PIE框架:跨层Transcoder的高效电路发现

1. 问题背景

1.1 现有电路发现的挑战

传统电路发现方法面临严峻的计算挑战:

问题描述影响
穷举搜索对均匀采样的组件进行解释对不相关组件浪费计算
高成本解释成本随组件数线性增长无法扩展到大型模型
不精确无法识别关键跨层特征电路不完整

1.2 关键洞察

核心问题:并非所有组件对目标行为都重要,但现有方法对所有组件一视同仁。

PIE解决方案:先剪枝,再解释,最后评估。

2. PIE框架详解

2.1 框架概述

PIE代表Prune, Interpret, Evaluate,是一种CLT(Cross-Layer Transcoder)原生的端到端剪枝框架:

┌──────────────────────────────────────────────────────────────┐
│                        PIE Framework                          │
├──────────────────────────────────────────────────────────────┤
│                                                               │
│   输入: 模型 + 目标行为                                        │
│      │                                                       │
│      ▼                                                       │
│   ┌───────────────┐                                         │
│   │    Prune     │ ←── 剪枝优先于解释                       │
│   │  (特征剪枝)   │                                         │
│   └───────────────┘                                         │
│      │                                                       │
│      ▼                                                       │
│   ┌───────────────┐                                         │
│   │   Interpret   │ ←── 仅对剪枝后的特征进行解释             │
│   │  (自动解释)   │                                         │
│   └───────────────┘                                         │
│      │                                                       │
│      ▼                                                       │
│   ┌───────────────┐                                         │
│   │   Evaluate    │ ←── 行为保真度评估                       │
│   │  (解释评估)   │                                         │
│   └───────────────┘                                         │
│      │                                                       │
│      ▼                                                       │
│   输出: 高效、可信的电路                                       │
└──────────────────────────────────────────────────────────────┘

2.2 三阶段详解

2.2.1 Prune阶段

目标:识别对目标行为最重要的特征

策略:利用行为相关性进行剪枝,而非均匀采样

def prune_features(model, target_behavior, budget_k):
    """
    Prune to top-k features based on behavioral relevance.
    
    Args:
        model: Neural network with CLT
        target_behavior: Definition of target behavior
        budget_k: Number of features to keep
    
    Returns:
        pruned_features: Set of important features
    """
    # Compute behavioral importance for all features
    feature_importances = {}
    
    for feature in model.clt_features:
        # Measure importance via activation patching
        importance = measure_behavioral_importance(
            model, feature, target_behavior
        )
        feature_importances[feature] = importance
    
    # Select top-k features
    sorted_features = sorted(
        feature_importances.items(),
        key=lambda x: x[1],
        reverse=True
    )

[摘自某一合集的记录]
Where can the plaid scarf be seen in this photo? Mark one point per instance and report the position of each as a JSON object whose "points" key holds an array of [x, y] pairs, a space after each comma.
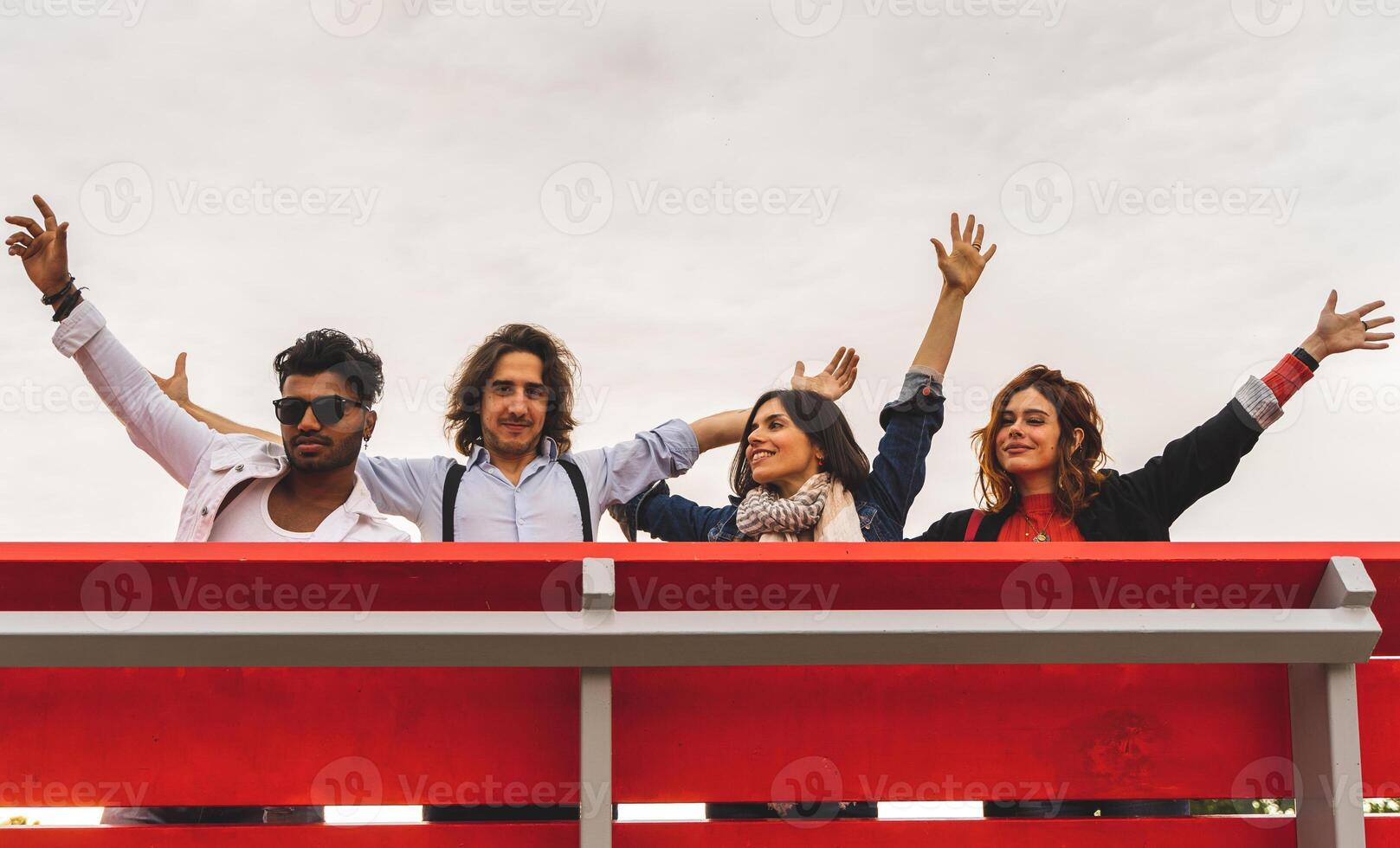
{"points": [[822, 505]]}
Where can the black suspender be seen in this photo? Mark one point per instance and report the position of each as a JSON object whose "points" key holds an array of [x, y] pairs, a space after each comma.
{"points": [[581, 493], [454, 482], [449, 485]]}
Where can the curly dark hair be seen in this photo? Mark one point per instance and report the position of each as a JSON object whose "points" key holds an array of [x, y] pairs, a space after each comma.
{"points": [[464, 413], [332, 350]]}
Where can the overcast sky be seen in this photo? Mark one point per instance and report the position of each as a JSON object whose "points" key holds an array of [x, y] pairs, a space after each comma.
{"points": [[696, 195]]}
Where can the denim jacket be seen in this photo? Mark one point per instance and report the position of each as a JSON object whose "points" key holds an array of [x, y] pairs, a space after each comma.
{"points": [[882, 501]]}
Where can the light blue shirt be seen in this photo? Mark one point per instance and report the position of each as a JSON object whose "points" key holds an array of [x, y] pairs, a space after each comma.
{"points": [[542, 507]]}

练习说明 —
能否把关于PIE框架的那段文字中，以“1.1 现有电路发现的挑战”开头、一直到“PIE解决方案:先剪枝,再解释,最后评估。”为止的部分原样打印出来？

参考答案 —
1.1 现有电路发现的挑战

传统电路发现方法面临严峻的计算挑战:

问题描述影响
穷举搜索对均匀采样的组件进行解释对不相关组件浪费计算
高成本解释成本随组件数线性增长无法扩展到大型模型
不精确无法识别关键跨层特征电路不完整

1.2 关键洞察

核心问题:并非所有组件对目标行为都重要,但现有方法对所有组件一视同仁。

PIE解决方案:先剪枝,再解释,最后评估。